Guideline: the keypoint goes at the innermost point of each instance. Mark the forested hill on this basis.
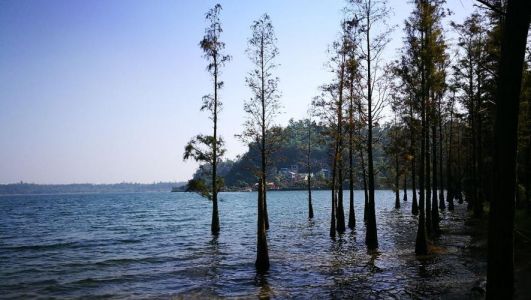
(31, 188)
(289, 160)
---
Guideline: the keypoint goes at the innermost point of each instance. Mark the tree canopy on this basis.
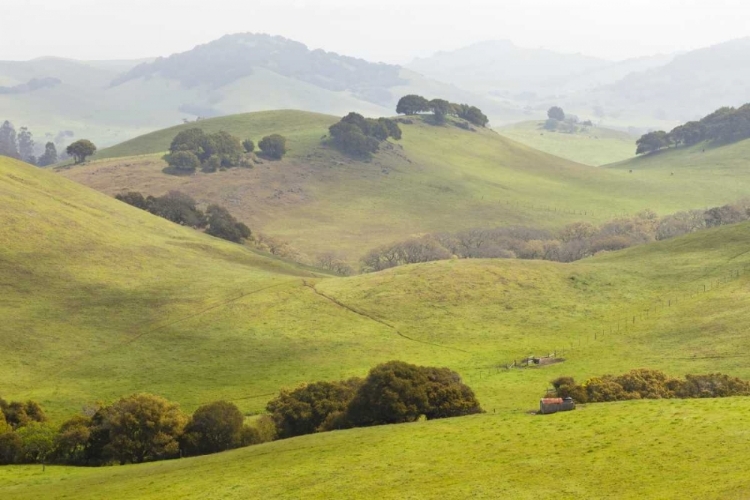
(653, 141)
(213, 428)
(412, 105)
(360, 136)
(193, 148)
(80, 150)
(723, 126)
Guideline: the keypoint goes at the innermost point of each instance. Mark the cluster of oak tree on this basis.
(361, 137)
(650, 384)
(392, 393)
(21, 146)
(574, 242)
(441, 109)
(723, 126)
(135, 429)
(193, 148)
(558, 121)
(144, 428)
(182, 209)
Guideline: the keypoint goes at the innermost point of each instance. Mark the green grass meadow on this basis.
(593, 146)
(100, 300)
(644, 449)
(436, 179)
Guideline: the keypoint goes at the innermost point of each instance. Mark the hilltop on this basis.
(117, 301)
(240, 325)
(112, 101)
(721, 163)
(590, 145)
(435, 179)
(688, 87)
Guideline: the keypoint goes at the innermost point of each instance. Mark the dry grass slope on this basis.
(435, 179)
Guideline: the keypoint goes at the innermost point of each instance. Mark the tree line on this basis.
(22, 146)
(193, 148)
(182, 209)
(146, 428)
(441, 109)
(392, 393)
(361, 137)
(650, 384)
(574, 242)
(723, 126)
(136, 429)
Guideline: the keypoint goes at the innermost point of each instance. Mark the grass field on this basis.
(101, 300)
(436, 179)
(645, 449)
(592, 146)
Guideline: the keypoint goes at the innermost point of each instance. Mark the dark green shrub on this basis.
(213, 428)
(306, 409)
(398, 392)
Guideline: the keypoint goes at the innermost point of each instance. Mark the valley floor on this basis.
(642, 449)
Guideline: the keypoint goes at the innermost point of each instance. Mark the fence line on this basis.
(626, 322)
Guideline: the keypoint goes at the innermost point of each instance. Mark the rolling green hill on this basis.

§ SHORT PROBLEM: Can you copy everything in the records above, from the line containing "fence line on this basis." down to the line containing "green hill on this basis.", including both of those lines, character for character?

§ FINAL ANSWER:
Guideline: the keypoint goes at the innermost point of each instance. Mark the fence line on this basis.
(626, 322)
Guideline: the keypoint goes at the innermost point of each instance. Mark the rolling green hill on this basis.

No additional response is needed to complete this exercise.